• Listed records
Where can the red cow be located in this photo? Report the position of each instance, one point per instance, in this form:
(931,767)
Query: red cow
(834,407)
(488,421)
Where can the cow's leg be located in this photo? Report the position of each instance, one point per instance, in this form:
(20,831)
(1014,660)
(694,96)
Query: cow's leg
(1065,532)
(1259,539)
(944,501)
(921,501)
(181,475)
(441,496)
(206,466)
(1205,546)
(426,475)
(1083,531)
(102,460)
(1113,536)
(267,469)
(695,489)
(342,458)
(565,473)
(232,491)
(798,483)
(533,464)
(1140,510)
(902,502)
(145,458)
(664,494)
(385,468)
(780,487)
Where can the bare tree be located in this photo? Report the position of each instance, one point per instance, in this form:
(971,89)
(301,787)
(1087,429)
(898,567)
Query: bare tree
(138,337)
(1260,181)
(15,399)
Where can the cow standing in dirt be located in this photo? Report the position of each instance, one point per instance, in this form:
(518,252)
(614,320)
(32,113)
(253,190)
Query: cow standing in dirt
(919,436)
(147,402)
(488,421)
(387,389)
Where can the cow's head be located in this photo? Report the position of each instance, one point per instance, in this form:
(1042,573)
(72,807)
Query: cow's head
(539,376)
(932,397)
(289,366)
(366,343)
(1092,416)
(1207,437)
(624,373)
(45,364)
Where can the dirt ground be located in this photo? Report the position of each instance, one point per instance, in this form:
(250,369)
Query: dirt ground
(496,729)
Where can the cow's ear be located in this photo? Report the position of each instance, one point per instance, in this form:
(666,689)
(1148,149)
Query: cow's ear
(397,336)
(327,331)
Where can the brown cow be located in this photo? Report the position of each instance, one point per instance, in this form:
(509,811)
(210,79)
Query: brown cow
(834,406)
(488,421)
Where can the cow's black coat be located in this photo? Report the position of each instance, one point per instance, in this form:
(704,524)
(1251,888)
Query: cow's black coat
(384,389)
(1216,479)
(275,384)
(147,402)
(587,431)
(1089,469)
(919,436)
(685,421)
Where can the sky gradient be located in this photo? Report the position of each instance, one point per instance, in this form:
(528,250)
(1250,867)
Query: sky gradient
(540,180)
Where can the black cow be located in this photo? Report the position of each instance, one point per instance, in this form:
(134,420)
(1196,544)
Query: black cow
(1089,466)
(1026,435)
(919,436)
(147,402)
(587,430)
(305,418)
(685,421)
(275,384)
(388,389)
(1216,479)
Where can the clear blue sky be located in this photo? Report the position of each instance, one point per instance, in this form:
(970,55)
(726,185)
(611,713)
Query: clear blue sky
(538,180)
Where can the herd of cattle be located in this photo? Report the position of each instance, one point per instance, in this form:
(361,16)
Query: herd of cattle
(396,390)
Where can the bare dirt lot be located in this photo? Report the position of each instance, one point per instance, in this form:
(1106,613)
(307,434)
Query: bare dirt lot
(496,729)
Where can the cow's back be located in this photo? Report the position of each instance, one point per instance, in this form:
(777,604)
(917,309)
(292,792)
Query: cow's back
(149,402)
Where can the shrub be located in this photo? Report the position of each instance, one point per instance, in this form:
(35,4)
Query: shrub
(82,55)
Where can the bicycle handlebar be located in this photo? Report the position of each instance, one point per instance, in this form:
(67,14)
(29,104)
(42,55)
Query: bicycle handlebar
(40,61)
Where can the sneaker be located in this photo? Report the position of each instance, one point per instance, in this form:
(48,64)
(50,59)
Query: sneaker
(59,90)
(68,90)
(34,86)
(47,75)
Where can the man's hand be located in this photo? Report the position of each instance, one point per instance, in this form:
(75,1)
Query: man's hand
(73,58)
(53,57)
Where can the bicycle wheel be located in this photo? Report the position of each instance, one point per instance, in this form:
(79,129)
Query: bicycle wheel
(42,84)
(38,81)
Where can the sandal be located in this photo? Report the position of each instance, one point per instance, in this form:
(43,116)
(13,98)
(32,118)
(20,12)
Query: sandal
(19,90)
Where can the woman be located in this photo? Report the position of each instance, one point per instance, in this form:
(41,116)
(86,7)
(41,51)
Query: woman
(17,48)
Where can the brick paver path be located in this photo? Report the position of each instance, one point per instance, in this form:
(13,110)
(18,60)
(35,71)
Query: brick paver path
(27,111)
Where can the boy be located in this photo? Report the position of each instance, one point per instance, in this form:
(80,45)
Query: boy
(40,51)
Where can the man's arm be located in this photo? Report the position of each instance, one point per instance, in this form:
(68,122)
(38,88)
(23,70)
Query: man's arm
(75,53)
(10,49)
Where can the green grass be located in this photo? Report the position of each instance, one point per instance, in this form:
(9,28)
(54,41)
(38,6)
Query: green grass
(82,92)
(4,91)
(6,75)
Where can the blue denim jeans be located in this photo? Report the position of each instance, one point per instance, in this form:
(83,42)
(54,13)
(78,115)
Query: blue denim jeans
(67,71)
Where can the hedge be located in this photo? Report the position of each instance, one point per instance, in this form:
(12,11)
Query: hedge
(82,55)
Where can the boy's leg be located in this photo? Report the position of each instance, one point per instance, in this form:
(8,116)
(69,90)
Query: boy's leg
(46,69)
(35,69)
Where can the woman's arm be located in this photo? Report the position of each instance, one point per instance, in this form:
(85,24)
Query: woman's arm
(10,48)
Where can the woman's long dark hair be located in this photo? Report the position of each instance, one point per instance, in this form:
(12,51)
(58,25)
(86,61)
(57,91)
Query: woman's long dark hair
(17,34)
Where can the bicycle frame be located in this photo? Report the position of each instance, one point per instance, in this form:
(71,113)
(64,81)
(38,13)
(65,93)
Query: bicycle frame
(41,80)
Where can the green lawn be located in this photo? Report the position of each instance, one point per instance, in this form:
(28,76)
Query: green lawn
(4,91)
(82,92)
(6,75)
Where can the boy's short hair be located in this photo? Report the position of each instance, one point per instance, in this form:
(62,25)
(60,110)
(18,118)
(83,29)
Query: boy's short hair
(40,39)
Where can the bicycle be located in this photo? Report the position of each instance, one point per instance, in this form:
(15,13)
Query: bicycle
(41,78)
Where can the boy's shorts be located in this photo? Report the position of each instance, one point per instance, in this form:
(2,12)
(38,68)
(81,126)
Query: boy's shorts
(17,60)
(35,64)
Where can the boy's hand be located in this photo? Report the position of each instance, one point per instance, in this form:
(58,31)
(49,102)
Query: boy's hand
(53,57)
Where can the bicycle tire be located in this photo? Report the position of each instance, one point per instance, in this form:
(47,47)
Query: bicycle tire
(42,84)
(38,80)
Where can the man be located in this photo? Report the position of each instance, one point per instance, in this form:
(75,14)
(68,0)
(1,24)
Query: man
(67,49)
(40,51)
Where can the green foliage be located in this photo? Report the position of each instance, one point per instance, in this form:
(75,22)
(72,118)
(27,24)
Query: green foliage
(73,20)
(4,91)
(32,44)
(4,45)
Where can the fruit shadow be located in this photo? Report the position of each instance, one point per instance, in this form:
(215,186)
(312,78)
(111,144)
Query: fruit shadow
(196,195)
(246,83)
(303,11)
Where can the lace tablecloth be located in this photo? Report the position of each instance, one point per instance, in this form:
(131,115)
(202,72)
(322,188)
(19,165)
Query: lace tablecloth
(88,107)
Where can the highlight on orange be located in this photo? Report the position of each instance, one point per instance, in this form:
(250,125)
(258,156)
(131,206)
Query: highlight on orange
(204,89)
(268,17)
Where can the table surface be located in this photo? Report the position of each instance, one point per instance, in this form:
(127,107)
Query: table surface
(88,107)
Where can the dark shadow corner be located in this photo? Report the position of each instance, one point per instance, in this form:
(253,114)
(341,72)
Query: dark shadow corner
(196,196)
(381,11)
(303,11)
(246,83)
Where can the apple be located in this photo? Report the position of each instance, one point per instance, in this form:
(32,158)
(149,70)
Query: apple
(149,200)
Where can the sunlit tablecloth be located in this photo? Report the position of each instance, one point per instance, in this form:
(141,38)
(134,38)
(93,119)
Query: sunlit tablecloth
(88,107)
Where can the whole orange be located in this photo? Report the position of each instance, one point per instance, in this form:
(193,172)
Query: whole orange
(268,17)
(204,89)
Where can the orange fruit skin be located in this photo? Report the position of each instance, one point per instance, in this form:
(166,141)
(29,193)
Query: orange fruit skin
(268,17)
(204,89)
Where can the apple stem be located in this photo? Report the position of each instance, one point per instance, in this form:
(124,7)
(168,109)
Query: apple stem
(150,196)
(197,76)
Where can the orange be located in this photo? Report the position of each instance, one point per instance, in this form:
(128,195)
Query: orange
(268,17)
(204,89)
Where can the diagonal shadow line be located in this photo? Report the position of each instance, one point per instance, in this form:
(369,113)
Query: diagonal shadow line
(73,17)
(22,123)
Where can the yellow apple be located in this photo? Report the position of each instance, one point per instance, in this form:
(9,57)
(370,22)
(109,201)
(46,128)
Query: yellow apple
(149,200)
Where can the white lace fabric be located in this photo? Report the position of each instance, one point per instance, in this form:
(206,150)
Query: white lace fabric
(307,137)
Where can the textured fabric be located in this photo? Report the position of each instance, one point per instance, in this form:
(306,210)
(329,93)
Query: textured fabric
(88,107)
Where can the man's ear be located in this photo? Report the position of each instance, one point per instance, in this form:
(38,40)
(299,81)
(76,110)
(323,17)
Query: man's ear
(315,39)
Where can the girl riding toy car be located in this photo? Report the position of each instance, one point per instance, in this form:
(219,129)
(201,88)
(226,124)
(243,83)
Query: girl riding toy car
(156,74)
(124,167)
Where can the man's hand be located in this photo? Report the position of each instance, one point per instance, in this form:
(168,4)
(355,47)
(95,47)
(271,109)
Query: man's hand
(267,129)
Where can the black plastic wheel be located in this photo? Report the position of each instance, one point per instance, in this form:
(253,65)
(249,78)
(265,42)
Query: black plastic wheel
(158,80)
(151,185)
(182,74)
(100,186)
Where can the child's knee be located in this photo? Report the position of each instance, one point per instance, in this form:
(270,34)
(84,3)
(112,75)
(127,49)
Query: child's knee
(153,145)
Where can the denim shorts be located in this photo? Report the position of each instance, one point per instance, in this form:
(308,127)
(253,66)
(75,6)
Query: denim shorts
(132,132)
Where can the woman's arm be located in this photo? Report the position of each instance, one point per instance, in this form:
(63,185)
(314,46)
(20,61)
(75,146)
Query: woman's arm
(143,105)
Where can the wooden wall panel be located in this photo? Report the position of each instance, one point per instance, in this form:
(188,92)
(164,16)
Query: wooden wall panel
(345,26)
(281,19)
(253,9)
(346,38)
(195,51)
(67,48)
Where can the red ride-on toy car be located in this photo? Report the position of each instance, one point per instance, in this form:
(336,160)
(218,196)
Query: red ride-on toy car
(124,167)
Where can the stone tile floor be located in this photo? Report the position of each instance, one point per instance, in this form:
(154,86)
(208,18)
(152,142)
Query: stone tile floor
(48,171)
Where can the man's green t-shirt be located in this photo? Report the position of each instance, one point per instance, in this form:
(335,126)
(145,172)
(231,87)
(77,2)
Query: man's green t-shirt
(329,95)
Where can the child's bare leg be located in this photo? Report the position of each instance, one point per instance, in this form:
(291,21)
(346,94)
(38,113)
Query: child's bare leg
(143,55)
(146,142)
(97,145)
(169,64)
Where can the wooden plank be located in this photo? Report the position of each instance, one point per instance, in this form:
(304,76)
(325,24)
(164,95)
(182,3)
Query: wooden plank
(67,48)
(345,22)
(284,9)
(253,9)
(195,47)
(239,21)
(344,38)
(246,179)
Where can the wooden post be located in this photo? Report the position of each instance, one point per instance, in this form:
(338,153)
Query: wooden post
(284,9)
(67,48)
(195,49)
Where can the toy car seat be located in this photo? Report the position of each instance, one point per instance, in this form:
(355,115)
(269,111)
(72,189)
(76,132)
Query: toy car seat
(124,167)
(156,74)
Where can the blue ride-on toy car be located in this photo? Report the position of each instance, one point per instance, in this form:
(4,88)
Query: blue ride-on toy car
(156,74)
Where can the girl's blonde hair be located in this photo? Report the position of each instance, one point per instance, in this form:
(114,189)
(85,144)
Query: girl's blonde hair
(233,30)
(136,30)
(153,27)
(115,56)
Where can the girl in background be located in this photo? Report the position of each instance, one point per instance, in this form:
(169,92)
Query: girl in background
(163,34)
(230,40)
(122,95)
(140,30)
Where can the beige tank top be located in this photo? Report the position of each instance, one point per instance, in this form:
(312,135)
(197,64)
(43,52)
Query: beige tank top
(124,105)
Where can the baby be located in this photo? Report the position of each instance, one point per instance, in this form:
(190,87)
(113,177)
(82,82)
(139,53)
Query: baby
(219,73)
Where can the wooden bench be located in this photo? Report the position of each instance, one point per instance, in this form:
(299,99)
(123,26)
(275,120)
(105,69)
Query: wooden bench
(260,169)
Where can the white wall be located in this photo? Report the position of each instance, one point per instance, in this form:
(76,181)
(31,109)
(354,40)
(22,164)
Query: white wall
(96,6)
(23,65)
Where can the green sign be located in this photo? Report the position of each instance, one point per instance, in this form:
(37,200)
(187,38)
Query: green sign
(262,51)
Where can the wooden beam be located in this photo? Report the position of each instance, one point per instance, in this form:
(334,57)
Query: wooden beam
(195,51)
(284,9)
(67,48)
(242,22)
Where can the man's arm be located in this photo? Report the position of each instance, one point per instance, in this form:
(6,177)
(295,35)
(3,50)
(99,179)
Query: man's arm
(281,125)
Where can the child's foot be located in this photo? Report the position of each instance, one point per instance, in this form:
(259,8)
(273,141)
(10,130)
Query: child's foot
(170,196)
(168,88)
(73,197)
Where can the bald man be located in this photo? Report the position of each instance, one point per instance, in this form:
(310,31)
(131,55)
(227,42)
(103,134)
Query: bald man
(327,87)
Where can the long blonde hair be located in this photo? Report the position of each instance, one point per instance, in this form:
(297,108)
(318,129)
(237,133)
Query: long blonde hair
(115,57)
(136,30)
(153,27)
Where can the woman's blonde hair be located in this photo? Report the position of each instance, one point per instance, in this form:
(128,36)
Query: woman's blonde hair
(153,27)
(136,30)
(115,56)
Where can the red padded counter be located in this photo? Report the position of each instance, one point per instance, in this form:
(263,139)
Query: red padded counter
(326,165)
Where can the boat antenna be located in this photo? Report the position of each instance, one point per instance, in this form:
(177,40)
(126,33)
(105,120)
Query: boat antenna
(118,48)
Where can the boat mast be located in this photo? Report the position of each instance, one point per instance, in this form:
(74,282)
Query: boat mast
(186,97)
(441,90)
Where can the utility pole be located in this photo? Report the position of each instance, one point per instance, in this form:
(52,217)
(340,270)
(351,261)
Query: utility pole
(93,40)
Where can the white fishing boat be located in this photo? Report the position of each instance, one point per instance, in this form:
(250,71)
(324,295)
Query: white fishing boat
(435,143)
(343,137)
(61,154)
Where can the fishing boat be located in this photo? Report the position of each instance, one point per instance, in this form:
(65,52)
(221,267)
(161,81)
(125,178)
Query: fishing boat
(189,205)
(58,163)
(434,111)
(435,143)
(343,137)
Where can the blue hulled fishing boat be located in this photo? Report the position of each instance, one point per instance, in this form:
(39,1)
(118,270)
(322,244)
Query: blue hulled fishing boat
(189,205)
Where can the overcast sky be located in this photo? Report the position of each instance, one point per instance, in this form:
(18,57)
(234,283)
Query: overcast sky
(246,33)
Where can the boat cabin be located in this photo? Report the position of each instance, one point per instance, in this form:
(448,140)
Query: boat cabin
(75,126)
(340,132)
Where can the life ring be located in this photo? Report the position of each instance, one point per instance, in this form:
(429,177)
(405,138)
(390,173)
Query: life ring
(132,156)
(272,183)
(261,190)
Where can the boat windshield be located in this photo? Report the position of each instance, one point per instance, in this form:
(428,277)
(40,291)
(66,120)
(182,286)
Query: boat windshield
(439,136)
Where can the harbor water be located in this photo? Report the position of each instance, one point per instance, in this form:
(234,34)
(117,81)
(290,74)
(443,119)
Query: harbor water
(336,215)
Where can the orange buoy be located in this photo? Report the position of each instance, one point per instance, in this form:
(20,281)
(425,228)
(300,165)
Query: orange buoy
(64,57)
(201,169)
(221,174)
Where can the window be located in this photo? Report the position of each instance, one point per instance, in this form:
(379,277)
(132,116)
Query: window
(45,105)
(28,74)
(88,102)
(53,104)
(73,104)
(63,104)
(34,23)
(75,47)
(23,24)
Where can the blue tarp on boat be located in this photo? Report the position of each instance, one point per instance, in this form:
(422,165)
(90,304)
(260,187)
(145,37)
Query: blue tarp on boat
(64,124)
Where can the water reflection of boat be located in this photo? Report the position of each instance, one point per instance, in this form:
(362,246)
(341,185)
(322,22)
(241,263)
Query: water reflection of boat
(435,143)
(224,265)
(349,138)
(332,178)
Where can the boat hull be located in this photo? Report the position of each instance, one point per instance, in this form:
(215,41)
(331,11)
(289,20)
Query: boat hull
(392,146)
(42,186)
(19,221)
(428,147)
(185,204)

• What this task involves
In the records above, return only the line that contains "Where can the window" and every line after it through the last, exactly as they appear.

• Written answer
Where can the window be located in this photo? Report the position of each instance, one point per instance, in this form:
(379,277)
(132,116)
Query: window
(45,105)
(28,74)
(88,102)
(53,104)
(73,104)
(63,104)
(34,23)
(75,47)
(23,24)
Where can the blue tarp on boat be located in this photo? Report the position of each instance, one point per instance, in this form:
(422,165)
(90,304)
(260,187)
(145,37)
Query: blue tarp on boat
(64,124)
Where can the water reflection of boat be located in this photo? Report the position of each instance, one point per instance, in this form:
(362,246)
(341,185)
(322,22)
(241,263)
Query: water reflection of boat
(435,143)
(224,265)
(349,138)
(332,178)
Where can the boat hull be located in this photo? Report the position of each instance, one point per instance, in this form:
(215,41)
(331,11)
(289,20)
Query: boat hull
(392,146)
(42,186)
(19,221)
(428,147)
(185,204)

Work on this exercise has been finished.